* _MATERIAL_
+ + + + +

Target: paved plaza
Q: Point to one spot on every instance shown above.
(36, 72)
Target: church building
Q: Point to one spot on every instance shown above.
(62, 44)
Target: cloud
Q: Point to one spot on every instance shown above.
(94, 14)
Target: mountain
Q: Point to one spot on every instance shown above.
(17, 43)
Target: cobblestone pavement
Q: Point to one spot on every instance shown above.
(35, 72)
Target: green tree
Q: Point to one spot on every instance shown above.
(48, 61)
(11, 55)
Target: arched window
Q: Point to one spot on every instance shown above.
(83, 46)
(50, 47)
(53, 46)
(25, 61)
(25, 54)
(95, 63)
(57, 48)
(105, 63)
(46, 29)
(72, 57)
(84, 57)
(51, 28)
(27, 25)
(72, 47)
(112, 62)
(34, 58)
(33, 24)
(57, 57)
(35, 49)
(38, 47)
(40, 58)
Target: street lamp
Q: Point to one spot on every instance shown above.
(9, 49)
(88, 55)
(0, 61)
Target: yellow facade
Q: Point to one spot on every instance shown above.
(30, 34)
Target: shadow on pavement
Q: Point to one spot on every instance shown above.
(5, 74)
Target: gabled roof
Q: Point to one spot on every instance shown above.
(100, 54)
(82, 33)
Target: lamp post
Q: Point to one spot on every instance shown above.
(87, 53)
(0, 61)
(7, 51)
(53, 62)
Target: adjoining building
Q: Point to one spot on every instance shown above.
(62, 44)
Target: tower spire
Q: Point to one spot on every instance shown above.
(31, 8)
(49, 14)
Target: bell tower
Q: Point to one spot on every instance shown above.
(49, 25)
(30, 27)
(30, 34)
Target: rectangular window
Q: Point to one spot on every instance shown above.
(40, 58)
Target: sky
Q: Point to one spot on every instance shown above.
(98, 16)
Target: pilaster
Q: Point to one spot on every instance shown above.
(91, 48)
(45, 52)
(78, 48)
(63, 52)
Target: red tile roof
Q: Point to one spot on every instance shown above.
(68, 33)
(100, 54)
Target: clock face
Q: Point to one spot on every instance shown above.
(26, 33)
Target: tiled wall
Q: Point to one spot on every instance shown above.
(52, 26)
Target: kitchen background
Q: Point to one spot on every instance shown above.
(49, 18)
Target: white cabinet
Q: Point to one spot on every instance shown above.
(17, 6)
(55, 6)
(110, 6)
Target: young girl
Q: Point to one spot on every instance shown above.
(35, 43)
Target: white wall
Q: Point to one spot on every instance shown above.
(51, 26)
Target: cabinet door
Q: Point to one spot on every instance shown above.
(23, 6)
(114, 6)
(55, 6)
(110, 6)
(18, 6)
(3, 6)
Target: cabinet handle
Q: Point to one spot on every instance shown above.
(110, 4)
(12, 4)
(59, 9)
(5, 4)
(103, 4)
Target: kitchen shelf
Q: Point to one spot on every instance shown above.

+ + + + +

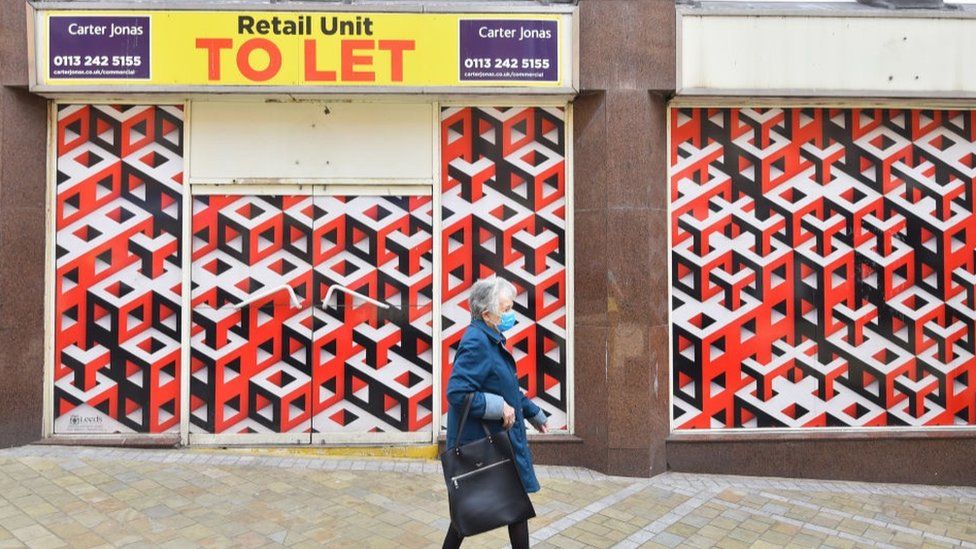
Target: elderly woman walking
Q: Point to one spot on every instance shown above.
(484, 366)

+ + + + +

Which lines in the items above contain the word "window"? Pull out each of them.

* _OUTPUT OF THE TASK_
Target: arched window
Target: rectangular window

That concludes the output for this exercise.